+++ Stored data +++
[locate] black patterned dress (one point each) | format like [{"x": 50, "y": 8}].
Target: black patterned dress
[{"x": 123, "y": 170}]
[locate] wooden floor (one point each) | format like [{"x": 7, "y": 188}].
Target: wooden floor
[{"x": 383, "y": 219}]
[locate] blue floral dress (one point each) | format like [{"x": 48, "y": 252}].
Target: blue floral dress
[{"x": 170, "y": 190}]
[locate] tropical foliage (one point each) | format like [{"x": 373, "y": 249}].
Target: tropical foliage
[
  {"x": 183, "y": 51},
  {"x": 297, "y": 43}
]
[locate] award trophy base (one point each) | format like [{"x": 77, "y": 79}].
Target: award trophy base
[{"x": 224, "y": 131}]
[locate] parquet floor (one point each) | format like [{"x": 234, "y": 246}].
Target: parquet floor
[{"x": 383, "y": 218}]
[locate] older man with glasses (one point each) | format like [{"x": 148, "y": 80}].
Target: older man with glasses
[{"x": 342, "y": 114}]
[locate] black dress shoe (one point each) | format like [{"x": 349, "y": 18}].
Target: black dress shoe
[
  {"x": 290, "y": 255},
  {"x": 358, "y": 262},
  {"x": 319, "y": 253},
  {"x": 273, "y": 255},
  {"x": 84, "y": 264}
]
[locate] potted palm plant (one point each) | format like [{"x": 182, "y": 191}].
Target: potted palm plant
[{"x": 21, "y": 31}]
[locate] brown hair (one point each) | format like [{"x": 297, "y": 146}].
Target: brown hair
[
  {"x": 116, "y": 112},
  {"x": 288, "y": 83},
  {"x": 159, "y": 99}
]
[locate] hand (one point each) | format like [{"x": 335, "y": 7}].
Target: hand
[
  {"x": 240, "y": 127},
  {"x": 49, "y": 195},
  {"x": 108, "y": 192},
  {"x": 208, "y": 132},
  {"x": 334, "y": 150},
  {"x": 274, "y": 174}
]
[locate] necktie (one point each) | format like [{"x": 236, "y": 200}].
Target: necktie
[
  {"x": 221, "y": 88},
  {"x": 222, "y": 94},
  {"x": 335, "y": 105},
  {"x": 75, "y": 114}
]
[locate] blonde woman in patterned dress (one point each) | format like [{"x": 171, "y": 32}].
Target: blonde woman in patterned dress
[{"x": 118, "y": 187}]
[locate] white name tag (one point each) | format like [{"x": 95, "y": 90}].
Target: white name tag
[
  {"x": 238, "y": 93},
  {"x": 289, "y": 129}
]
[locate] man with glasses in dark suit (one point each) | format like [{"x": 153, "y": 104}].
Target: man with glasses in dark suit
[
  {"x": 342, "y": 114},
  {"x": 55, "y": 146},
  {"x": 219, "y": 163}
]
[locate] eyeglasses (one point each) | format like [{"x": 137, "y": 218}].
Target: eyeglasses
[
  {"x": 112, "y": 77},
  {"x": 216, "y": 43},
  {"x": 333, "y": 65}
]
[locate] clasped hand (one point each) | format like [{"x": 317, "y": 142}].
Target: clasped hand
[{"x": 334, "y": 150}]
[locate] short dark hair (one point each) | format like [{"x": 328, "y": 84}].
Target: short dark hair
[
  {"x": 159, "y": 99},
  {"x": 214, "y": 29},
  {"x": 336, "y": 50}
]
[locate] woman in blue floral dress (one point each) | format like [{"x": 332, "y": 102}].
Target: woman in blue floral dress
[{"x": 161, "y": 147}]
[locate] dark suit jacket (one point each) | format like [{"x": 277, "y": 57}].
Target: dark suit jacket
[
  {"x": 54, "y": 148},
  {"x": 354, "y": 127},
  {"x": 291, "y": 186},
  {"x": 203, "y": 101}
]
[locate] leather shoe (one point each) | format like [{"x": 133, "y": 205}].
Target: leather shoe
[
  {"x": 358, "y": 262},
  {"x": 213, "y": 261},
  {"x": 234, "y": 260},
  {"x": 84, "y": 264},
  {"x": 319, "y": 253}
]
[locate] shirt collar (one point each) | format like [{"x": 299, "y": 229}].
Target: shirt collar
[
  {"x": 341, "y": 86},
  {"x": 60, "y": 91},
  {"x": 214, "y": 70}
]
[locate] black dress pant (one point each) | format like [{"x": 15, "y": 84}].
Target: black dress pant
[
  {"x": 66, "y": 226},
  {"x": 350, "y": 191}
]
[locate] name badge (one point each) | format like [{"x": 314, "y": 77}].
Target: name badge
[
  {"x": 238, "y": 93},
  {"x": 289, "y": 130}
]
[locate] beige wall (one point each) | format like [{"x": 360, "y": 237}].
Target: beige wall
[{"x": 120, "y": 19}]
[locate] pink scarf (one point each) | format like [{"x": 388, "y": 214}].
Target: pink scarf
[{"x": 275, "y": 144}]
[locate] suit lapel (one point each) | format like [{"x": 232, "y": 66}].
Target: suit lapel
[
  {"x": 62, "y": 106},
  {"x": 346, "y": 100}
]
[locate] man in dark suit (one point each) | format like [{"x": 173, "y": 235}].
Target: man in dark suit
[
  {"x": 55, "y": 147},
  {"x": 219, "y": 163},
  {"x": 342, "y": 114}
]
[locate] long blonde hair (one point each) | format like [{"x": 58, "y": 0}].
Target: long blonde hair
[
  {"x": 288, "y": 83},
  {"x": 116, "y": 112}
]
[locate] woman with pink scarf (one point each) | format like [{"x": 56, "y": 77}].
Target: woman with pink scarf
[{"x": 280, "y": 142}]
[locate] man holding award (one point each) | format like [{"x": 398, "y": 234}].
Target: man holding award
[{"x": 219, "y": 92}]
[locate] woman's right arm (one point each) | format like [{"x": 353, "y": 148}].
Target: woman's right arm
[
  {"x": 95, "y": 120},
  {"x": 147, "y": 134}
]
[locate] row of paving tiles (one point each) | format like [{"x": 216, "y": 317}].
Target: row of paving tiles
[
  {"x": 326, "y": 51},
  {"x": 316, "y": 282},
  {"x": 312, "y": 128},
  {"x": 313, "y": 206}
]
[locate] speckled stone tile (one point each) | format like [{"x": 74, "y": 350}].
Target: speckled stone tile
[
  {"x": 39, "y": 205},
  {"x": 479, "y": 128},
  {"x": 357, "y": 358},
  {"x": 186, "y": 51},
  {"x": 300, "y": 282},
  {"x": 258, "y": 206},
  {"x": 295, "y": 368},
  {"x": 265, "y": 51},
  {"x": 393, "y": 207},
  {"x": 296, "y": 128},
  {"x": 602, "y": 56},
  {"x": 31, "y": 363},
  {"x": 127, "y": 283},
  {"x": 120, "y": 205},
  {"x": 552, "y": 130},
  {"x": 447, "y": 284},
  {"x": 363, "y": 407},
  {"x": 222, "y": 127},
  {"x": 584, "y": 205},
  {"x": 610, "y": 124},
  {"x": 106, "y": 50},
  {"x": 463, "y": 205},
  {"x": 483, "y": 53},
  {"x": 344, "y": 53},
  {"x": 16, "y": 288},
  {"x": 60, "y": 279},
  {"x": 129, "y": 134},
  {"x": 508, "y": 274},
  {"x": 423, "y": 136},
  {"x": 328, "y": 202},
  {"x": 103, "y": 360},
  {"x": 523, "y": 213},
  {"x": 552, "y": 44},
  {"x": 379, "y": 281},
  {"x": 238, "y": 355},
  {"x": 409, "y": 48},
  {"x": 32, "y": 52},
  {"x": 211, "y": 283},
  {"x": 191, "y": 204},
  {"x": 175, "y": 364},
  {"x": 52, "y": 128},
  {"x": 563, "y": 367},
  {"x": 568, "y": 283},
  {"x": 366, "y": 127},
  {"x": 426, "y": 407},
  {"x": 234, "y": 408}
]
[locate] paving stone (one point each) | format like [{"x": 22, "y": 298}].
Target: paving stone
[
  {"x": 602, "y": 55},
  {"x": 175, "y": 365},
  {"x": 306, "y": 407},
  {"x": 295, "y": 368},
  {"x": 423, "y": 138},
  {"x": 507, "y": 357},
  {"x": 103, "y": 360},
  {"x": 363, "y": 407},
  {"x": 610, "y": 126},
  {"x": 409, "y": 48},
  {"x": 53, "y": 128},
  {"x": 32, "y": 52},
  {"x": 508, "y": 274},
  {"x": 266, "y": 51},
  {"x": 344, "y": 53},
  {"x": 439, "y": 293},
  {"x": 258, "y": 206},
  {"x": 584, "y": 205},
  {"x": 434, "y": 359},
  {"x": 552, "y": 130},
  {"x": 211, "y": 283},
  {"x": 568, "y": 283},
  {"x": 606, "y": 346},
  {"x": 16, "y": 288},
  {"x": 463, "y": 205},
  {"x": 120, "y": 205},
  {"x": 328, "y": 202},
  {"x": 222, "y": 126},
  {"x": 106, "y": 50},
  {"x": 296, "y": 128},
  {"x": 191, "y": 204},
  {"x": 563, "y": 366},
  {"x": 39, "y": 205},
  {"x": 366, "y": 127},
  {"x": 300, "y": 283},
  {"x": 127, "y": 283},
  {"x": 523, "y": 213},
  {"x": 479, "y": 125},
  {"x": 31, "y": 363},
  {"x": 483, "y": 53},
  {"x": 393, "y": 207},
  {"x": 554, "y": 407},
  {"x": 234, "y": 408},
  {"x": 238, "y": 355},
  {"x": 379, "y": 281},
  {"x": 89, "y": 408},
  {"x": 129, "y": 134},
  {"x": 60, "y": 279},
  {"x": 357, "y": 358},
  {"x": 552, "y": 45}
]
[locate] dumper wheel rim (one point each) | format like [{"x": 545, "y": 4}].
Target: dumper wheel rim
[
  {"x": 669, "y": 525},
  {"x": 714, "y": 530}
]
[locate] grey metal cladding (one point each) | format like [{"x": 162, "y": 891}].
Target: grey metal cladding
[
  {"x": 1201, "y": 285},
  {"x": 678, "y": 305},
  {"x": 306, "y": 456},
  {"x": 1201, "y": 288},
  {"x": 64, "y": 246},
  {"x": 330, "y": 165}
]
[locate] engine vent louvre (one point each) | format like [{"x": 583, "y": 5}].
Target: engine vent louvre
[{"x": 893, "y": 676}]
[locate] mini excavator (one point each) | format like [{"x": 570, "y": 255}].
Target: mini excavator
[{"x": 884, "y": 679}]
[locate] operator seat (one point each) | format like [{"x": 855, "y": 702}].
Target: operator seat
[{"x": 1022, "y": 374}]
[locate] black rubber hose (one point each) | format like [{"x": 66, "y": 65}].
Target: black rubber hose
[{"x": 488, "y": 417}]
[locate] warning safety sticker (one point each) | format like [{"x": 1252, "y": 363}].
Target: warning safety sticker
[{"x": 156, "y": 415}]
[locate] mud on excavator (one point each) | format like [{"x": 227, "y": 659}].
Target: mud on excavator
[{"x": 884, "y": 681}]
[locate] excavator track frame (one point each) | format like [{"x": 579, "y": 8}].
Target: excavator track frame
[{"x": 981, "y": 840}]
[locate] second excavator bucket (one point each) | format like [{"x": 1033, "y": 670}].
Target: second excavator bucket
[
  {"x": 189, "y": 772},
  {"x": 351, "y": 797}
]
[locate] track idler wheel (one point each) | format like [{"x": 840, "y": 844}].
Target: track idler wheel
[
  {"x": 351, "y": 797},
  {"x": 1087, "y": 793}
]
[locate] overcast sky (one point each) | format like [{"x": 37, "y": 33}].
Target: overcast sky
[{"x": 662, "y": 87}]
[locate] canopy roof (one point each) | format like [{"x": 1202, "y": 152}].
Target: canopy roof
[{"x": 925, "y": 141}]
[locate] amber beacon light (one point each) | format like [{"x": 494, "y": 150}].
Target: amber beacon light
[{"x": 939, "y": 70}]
+++
[What needs to be done]: The lines to extract from the data above begin with the line containing "Target: blonde woman in patterned dress" and end with the line containing "[locate] leather shoe". Extract them exactly, including both.

[Answer space]:
Target: blonde woman in patterned dress
[{"x": 118, "y": 187}]
[locate] white name tag (one point each) | format like [{"x": 95, "y": 90}].
Target: white name tag
[
  {"x": 238, "y": 93},
  {"x": 289, "y": 129}
]
[locate] man with glasses in dark suit (one point each) | format like [{"x": 153, "y": 104}].
Target: man with glasses in dark suit
[
  {"x": 342, "y": 114},
  {"x": 55, "y": 146},
  {"x": 219, "y": 163}
]
[locate] eyeglasses (one point each) | format like [{"x": 137, "y": 218}].
Target: eyeglasses
[
  {"x": 112, "y": 77},
  {"x": 216, "y": 43},
  {"x": 333, "y": 65}
]
[locate] clasped hand (one point each) | format like [{"x": 317, "y": 142}].
Target: clasped hand
[{"x": 334, "y": 150}]
[locate] short dark hair (one point each) | format like [{"x": 328, "y": 84}].
Target: short dark hair
[
  {"x": 159, "y": 99},
  {"x": 214, "y": 29},
  {"x": 336, "y": 50}
]
[locate] woman in blue floral dress (one point each) | format like [{"x": 332, "y": 102}].
Target: woman in blue floral dress
[{"x": 161, "y": 147}]
[locate] dark suit jacket (one point each) | format like [{"x": 277, "y": 57}].
Target: dark suit jacket
[
  {"x": 54, "y": 148},
  {"x": 354, "y": 127},
  {"x": 291, "y": 186},
  {"x": 203, "y": 101}
]
[locate] leather shoe (one point each) | format like [{"x": 133, "y": 205}].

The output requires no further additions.